## What you need to do
Give back all of the rows below word for word, leaving out the picture lines.

-- Start Exercise input --

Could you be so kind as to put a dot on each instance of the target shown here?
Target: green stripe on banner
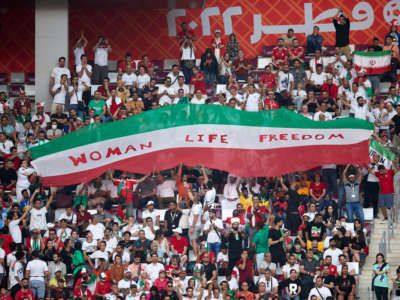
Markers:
(373, 54)
(190, 114)
(378, 147)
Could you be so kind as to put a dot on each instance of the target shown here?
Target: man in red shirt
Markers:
(270, 102)
(25, 293)
(179, 244)
(127, 62)
(245, 266)
(268, 79)
(280, 54)
(198, 81)
(186, 34)
(296, 52)
(387, 187)
(103, 286)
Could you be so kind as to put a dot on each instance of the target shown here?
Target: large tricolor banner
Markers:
(249, 144)
(372, 62)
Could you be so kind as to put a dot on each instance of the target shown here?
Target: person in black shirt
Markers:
(293, 220)
(342, 33)
(345, 285)
(235, 239)
(8, 176)
(171, 218)
(292, 286)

-- End Exercise input --

## Completed exercise
Could you be so kind as to put a dot on each instance of the target shown here?
Target: green stripe on banner
Markers:
(373, 54)
(190, 114)
(378, 147)
Could you be so kind as to put a dot on each instance of the target shown here?
Target: man in red shirt
Markers:
(270, 102)
(25, 293)
(179, 244)
(127, 62)
(245, 266)
(268, 79)
(280, 54)
(198, 81)
(186, 34)
(296, 52)
(387, 187)
(103, 286)
Could you be so kind as to put a dot on each instance of the target shown here?
Target: large tricolor banner
Markers:
(249, 144)
(372, 62)
Could you be so kind as to put a dot on each instance of the target shown here?
Target: person in black shirt
Markers:
(293, 220)
(342, 33)
(345, 285)
(235, 239)
(8, 176)
(171, 218)
(292, 286)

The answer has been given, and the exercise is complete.